Task goal
Reproduce this listing in full.

Object location annotation data
::::
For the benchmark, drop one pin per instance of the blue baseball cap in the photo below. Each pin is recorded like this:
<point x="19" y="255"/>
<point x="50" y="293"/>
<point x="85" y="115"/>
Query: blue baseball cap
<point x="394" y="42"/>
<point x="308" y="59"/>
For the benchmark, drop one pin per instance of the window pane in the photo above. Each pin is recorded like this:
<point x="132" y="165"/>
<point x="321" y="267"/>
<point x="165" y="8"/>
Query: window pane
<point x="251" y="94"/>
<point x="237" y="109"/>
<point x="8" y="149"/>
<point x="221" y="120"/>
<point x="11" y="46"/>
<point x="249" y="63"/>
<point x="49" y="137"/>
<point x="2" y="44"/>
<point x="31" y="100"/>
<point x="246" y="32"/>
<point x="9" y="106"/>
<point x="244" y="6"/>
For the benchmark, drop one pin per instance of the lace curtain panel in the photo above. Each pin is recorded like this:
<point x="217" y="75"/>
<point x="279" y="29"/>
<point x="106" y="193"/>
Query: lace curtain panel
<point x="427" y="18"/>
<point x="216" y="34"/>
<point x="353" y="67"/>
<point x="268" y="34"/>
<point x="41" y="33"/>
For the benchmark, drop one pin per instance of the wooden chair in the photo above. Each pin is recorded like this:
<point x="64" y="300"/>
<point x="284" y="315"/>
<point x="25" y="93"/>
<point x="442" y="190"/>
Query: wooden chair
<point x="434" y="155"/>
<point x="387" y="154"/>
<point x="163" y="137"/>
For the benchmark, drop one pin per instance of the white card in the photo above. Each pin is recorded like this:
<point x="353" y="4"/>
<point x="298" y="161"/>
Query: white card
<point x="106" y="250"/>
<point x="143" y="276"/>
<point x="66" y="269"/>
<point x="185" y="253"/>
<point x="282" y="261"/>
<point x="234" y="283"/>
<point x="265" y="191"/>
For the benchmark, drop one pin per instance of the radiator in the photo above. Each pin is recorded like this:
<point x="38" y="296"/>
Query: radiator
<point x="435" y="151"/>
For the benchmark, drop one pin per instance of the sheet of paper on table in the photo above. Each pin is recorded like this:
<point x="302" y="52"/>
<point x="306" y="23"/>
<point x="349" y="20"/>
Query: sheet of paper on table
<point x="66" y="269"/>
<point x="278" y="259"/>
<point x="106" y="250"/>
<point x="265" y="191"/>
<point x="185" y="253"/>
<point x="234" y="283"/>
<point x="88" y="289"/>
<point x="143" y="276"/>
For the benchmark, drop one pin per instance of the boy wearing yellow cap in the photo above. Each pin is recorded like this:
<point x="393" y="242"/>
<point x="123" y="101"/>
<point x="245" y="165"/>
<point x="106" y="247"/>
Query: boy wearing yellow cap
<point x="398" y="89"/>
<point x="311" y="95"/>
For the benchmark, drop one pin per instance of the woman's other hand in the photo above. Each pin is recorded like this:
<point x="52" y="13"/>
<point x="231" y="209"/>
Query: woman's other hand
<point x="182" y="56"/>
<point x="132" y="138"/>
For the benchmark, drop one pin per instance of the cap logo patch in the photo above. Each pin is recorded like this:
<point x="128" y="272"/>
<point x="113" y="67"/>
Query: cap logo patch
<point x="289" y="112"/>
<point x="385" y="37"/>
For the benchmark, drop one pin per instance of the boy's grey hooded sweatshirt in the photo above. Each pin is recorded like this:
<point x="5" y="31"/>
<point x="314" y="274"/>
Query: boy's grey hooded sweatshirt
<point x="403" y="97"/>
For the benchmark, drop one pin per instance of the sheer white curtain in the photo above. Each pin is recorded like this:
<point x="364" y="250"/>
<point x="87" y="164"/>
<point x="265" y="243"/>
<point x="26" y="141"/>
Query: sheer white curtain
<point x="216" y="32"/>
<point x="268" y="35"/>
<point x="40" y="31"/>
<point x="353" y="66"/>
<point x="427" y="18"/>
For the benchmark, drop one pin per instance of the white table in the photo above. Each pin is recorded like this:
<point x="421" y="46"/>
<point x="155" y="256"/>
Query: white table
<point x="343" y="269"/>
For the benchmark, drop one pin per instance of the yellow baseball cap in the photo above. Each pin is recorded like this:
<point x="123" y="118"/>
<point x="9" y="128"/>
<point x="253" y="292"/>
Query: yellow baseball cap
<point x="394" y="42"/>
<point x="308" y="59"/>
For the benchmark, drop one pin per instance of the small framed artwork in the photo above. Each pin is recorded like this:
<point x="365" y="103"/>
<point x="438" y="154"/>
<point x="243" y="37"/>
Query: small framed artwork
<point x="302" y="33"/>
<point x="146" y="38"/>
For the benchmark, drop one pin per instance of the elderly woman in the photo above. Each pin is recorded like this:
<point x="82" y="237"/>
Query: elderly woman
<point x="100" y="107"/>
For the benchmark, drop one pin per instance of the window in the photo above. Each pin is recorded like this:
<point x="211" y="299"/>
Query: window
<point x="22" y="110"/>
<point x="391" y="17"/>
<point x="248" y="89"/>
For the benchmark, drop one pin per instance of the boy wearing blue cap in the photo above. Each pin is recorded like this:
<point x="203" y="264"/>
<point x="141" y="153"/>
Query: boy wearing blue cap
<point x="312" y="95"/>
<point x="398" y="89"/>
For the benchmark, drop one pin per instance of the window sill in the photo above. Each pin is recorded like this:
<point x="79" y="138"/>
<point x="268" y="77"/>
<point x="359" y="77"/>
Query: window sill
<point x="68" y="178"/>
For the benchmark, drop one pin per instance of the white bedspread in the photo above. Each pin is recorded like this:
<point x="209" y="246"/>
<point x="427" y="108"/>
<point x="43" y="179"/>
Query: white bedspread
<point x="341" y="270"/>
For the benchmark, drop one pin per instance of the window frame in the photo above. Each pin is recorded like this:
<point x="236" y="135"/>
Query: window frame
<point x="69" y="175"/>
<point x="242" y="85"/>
::::
Reply
For the benchmark, drop one pin per instance of the blue baseball cap in the photo below. Each pin is recorded like this:
<point x="19" y="255"/>
<point x="50" y="293"/>
<point x="85" y="115"/>
Query: blue baseball cap
<point x="394" y="42"/>
<point x="308" y="59"/>
For the benchmark, drop one pin per instance of the window pane in the photo above. Each pin is recorded like this:
<point x="132" y="165"/>
<point x="321" y="267"/>
<point x="165" y="8"/>
Query: window pane
<point x="251" y="94"/>
<point x="237" y="109"/>
<point x="8" y="149"/>
<point x="221" y="120"/>
<point x="11" y="46"/>
<point x="249" y="63"/>
<point x="49" y="137"/>
<point x="2" y="44"/>
<point x="31" y="100"/>
<point x="246" y="32"/>
<point x="9" y="106"/>
<point x="244" y="6"/>
For the benchmark, drop one pin per instance of the lace curtain panel in the photo above. Each pin is recorded like this:
<point x="217" y="75"/>
<point x="279" y="29"/>
<point x="106" y="193"/>
Query: lace curtain panel
<point x="427" y="18"/>
<point x="216" y="34"/>
<point x="353" y="67"/>
<point x="268" y="34"/>
<point x="41" y="33"/>
For the benchmark, drop one pin per instance of the wooden chair in the photo above. Each pin is recorded like this:
<point x="64" y="300"/>
<point x="284" y="315"/>
<point x="25" y="93"/>
<point x="442" y="190"/>
Query: wooden chair
<point x="434" y="155"/>
<point x="387" y="154"/>
<point x="163" y="137"/>
For the benchmark, drop one pin per instance of the white card in the photo above. Each pin is recorded like this:
<point x="353" y="4"/>
<point x="298" y="161"/>
Query: white card
<point x="106" y="250"/>
<point x="143" y="276"/>
<point x="66" y="269"/>
<point x="185" y="253"/>
<point x="282" y="261"/>
<point x="234" y="283"/>
<point x="265" y="191"/>
For the benchmark, drop one pin per instance of the radiator in the photo above. Each pin is recorded like this:
<point x="38" y="296"/>
Query: radiator
<point x="435" y="151"/>
For the benchmark, drop one pin per instance of the sheet of paper on table in the photo above. Each pin is recorded like this:
<point x="302" y="52"/>
<point x="306" y="23"/>
<point x="349" y="20"/>
Query: sheet of paper on table
<point x="66" y="269"/>
<point x="278" y="259"/>
<point x="106" y="250"/>
<point x="265" y="191"/>
<point x="185" y="253"/>
<point x="234" y="283"/>
<point x="88" y="289"/>
<point x="143" y="276"/>
For the benchmark, drop one pin per instance of the boy wearing yellow cap in the photo above. Each pin is recorded like this:
<point x="393" y="242"/>
<point x="123" y="101"/>
<point x="245" y="165"/>
<point x="106" y="247"/>
Query: boy wearing yellow cap
<point x="398" y="89"/>
<point x="311" y="95"/>
For the benchmark, drop one pin per instance of the woman's other hand in the photo above. Each pin is recorded like this:
<point x="52" y="13"/>
<point x="231" y="209"/>
Query: woman's other hand
<point x="182" y="56"/>
<point x="132" y="138"/>
For the benchmark, drop one pin per instance of the cap logo patch in the photo above. Each pin is recorded like this:
<point x="128" y="272"/>
<point x="113" y="67"/>
Query: cap logo patch
<point x="289" y="112"/>
<point x="385" y="37"/>
For the benchmark, drop one pin per instance of the boy's grey hooded sweatshirt in the photo above. Each pin is recorded like this:
<point x="5" y="31"/>
<point x="314" y="274"/>
Query: boy's grey hooded sweatshirt
<point x="403" y="97"/>
For the benchmark, drop one pin per instance of the sheer white curtain in the photo above. Each pin is recorded like this:
<point x="364" y="250"/>
<point x="87" y="164"/>
<point x="265" y="243"/>
<point x="26" y="141"/>
Query: sheer white curtain
<point x="216" y="32"/>
<point x="268" y="35"/>
<point x="40" y="31"/>
<point x="353" y="66"/>
<point x="427" y="18"/>
For the benchmark, drop one pin per instance of the white table in the photo above. Each pin is recorded like this:
<point x="421" y="46"/>
<point x="155" y="256"/>
Query: white table
<point x="343" y="269"/>
For the benchmark, drop one pin per instance of the yellow baseball cap in the photo above. Each pin is recorded like this:
<point x="123" y="118"/>
<point x="9" y="128"/>
<point x="253" y="292"/>
Query: yellow baseball cap
<point x="394" y="42"/>
<point x="308" y="59"/>
For the benchmark, drop one pin per instance of the small framed artwork in the photo above. Each pin is recorded like this:
<point x="365" y="103"/>
<point x="438" y="154"/>
<point x="243" y="37"/>
Query: small framed artwork
<point x="302" y="33"/>
<point x="146" y="38"/>
For the benchmark, drop one pin per instance of the elderly woman in the photo above. Each pin is recorded like this:
<point x="82" y="237"/>
Query: elderly woman
<point x="100" y="107"/>
For the benchmark, drop one pin per instance of the window in the photo above. Each pin is recorded like this:
<point x="211" y="299"/>
Query: window
<point x="22" y="110"/>
<point x="391" y="17"/>
<point x="248" y="89"/>
For the benchmark, drop one pin per instance of the boy wearing blue cap in the photo above. Each pin is recorded like this:
<point x="203" y="264"/>
<point x="141" y="153"/>
Query: boy wearing blue cap
<point x="312" y="95"/>
<point x="398" y="89"/>
For the benchmark, drop one pin per instance of the window sill in the photo above. Each pin is recorded like this:
<point x="79" y="138"/>
<point x="268" y="77"/>
<point x="359" y="77"/>
Query: window sill
<point x="68" y="178"/>
For the benchmark, drop one pin per instance of the white bedspread in the photo above. Each pin is recorded like this:
<point x="209" y="246"/>
<point x="427" y="108"/>
<point x="43" y="179"/>
Query: white bedspread
<point x="341" y="270"/>
For the benchmark, drop one pin per instance of the window frame in the photo above. Each pin is recorded like this:
<point x="236" y="135"/>
Query: window frame
<point x="69" y="175"/>
<point x="242" y="85"/>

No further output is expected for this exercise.